** Request **
Reproduce all entries precisely as they are written.

Pointing dataset records:

──────

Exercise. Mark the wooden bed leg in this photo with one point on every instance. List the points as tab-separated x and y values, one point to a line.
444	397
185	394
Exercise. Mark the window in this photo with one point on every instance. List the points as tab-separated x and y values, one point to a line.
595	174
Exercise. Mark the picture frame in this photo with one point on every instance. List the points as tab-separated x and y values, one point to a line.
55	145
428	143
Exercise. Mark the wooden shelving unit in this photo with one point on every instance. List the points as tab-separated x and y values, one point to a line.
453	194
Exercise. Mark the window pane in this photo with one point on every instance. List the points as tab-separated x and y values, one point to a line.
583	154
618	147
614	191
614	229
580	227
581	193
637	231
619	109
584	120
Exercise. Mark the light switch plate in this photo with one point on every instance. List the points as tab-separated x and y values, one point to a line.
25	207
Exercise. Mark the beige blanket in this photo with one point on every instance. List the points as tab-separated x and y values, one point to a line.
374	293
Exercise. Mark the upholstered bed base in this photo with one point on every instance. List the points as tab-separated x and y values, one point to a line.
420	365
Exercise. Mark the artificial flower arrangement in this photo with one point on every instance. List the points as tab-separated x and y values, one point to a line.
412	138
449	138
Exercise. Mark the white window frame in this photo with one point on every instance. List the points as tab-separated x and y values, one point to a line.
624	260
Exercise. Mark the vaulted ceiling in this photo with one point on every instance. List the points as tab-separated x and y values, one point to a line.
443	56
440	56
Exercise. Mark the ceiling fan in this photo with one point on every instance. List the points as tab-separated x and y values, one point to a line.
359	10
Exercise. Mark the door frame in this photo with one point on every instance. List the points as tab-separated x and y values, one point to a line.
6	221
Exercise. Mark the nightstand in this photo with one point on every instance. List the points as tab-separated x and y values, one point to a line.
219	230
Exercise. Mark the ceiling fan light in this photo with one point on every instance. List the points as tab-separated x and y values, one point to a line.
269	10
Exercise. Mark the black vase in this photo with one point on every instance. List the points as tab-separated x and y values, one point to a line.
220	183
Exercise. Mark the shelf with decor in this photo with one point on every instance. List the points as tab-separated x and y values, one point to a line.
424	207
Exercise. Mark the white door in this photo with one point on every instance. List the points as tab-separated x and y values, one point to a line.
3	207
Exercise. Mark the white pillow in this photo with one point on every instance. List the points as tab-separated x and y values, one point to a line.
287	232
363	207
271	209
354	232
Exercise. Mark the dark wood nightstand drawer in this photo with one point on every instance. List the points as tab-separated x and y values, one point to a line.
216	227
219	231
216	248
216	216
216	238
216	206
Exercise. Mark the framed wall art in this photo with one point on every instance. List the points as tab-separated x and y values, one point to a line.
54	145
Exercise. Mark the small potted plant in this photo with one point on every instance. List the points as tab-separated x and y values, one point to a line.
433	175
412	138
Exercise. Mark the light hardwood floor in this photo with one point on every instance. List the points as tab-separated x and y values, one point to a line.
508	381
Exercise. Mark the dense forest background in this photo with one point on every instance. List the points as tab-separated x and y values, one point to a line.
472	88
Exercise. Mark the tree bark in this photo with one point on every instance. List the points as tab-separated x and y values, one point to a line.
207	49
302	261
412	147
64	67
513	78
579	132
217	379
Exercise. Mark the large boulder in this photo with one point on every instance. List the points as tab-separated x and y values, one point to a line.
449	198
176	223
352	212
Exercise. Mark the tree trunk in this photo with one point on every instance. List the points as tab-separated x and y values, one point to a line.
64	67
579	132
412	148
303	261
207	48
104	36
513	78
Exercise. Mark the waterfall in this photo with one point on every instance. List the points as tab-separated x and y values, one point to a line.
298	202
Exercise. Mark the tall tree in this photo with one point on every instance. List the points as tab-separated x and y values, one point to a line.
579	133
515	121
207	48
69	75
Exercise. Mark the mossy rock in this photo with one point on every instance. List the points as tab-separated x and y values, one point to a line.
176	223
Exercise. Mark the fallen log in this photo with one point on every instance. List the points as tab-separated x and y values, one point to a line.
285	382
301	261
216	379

──────

** Worked solution **
Exercise. Mark the wooden bed leg in this photo with one point on every instance. List the points as tab-separated x and y values, one point to a line.
444	397
185	394
Exercise. Mark the window in this photo with one point on every instance. List the points as tab-separated x and y values, one point to a line.
595	174
Exercise. Mark the picture frame in this photo with one point on every instance. List the points as tab-separated x and y values, one point to a line.
55	145
428	143
Exercise. Mark the wooden shelving unit in this photo with one point on every instance. List the points as tab-separated x and y values, one point to a line.
453	194
Exercise. Mark the window pane in this photo with one point on every instance. List the points as tab-separated x and y values, one point to a line.
583	154
618	147
614	191
614	229
580	227
581	193
637	231
619	109
584	120
Exercise. Mark the light switch plate in this photo with one point on every instance. List the points as tab-separated x and y values, one point to a line.
25	207
Exercise. Mark the beige blanket in this photo with one point on every instance. List the points as tab-separated x and y values, one point to a line.
374	293
Exercise. Mark the upholstered bed base in this photo with one point on every instance. List the points as tab-separated x and y values, one point to a line.
420	365
Exercise. Mark the artificial flower arrangement in this photo with one point on every instance. List the points as tab-separated x and y values, one point to a line.
412	138
449	138
Exercise. Mark the white window frame in this photo with one point on every instance. List the points as tab-separated x and y values, one point to a line.
624	260
Exercise. Mark the vaulted ceiling in this photo with one point on every instance. List the points as tab-separated x and y values, one point to a line.
443	56
440	56
Exercise. Mark the ceiling fan in this photo with one point on every instance. List the points as tab-separated x and y values, one point to a line.
359	10
Exercise. Mark the door frame in this photo with one point on every instance. List the points as tab-separated x and y values, one point to a line.
6	221
Exercise. Mark the nightstand in this photo with one point on every instance. List the points as tab-separated x and y values, one point to a line.
219	230
Exercise. Mark the ceiling fan light in this photo with one point on every instance. List the points as tab-separated x and y values, one point to a line.
269	10
Exercise. Mark the black vase in this photo with one point on every instance. List the points as tab-separated x and y values, one point to a line.
220	183
Exercise. Mark the shelf with decor in this photo with one point on every instance. List the points as tab-separated x and y values, one point to a line.
424	207
Exercise. Mark the white door in this photo with one point on every instance. List the points as tab-separated x and y values, one point to a line.
3	207
Exercise. Mark the white pillow in this photo with one point on every instance. List the points as tab-separated x and y values, one point to a line.
287	232
363	207
271	209
354	232
Exercise. Mark the dark wood nightstand drawer in this photo with one point on every instance. List the points as tab-separated x and y values, one point to a line.
216	227
219	231
216	248
216	216
216	238
216	206
Exercise. Mark the framed wall art in this photo with one point on every instance. List the points as tab-separated x and y values, one point to a line.
54	145
Exercise. Mark the small potted plant in this photo with one point on every instance. List the points as tab-separated x and y values, one point to a line.
433	175
412	138
Exercise. Mark the light hardwood floor in this photo with one point on every instance. List the points as tab-separated x and y values, one point to a line.
508	381
Exercise. Mark the dense forest background in this photo with one point on every instance. List the points as tab-separated x and y values, one point to a line.
472	88
Exercise. Mark the tree bark in this photo with one point on every instance. List the points as tab-separated x and y values, one point to a line.
207	49
302	261
412	147
64	67
513	78
579	132
217	379
Exercise. Mark the large boulder in this photo with one point on every instance. List the points as tab-separated x and y values, one point to a line.
449	198
176	223
352	212
Exercise. Mark the tree trunk in this photo with one point on every instance. List the points as tab-separated x and y values, one point to a line.
64	67
579	132
412	148
303	261
207	48
104	36
513	78
Exercise. Mark the waterfall in this photo with one point on every instance. List the points as tab-separated x and y values, one point to a line.
298	202
Exercise. Mark the tall tree in this photo with one point on every instance. List the points as tab-separated x and y values, one point to a line.
579	133
515	121
207	48
69	75
Exercise. Mark the mossy rock in this photo with one point on every instance. List the points as tab-separated x and y values, one point to a line.
176	223
Exercise. Mark the fallen log in this photo with one point on every instance. List the points as tab-separated x and y values, one point to a line.
285	382
301	261
216	379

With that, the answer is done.